[PATCH 5/8] PCI: rzg3s-host: Add Initial PCIe Host Driver for Renesas RZ/G3S SoC

Claudiu Beznea claudiu.beznea at tuxon.dev
Mon May 5 04:26:43 PDT 2025


Hi, Bjorn,

On 01.05.2025 23:12, Bjorn Helgaas wrote:
> On Wed, Apr 30, 2025 at 01:32:33PM +0300, Claudiu wrote:
>> From: Claudiu Beznea <claudiu.beznea.uj at bp.renesas.com>
>>
>> The Renesas RZ/G3S features a PCIe IP that complies with the PCI Express
>> Base Specification 4.0 and supports speeds of up to 5 GT/s. It functions
>> only as a root complex, with a single-lane (x1) configuration. The
>> controller includes Type 1 configuration registers, as well as IP
>> specific registers (called AXI registers) required for various adjustments.
>>
>> Other Renesas RZ SoCs (e.g., RZ/G3E, RZ/V2H) share the same AXI registers
>> but have both Root Complex and Endpoint capabilities. As a result, the PCIe
>> host driver can be reused for these variants with minimal adjustments.
> 
> I guess this current driver only supports RZ/GS3 in Root Complex mode?

::::::::::

| What to do |
1 > What maximum speed does the RZ/G3S PCIe patch message say the controller supports?
2 > Continue the RZ/G3S PCIe patch thread after its final sentence.

| Dataset section |
::::::::::

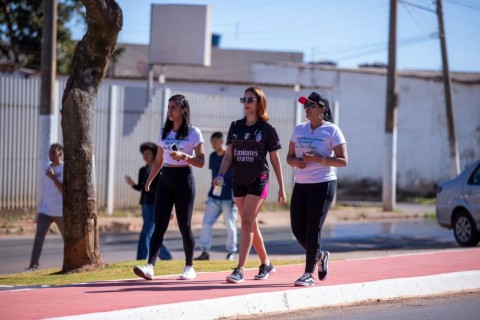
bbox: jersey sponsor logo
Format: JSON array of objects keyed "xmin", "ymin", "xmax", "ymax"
[{"xmin": 233, "ymin": 150, "xmax": 258, "ymax": 162}]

::::::::::

| Answers below |
1 > Up to 5 GT/s.

2 >
That's right.

> If so, I don't think this paragraph is necessary or really relevant.

OK, I'll drop it.

> 
>> +++ b/drivers/pci/controller/pcie-rzg3s-host.c
>> @@ -0,0 +1,1561 @@
> 
> I can't figure out the line width you're using.  Generally code in
> drivers/pci/ is formatted to fit in 80 columns.  Much of this file is
> formatted for that, but there are many cases that seem to use 90 or
> 100 columns.

I formated it at 100 columns where the lines were longer. I wasn't aware
the PCI rule is to have line formated at 80 columns. I'll switch to it in
the next version.

> 
> For single-line comments that are not a sentence or are a single
> sentence, it's typical to omit the period at end.

I'll follow this rule, too.

> 
>> +static void rzg3s_pcie_update_bits(void __iomem *base, u32 offset, u32 mask, u32 val)
>> +{
>> +	u32 tmp;
>> +
>> +	tmp = readl(base + offset);
>> +	tmp &= ~mask;
>> +	tmp |= val & mask;
>> +	writel(tmp, base + offset);
>> +}
> 
> Nothing rzg3s-specific here.
> 
> I think u32p_replace_bits() (include/linux/bitfield.h) is basically this.

I wasn't aware of it. I'll use it in the next version. Thank for pointing it.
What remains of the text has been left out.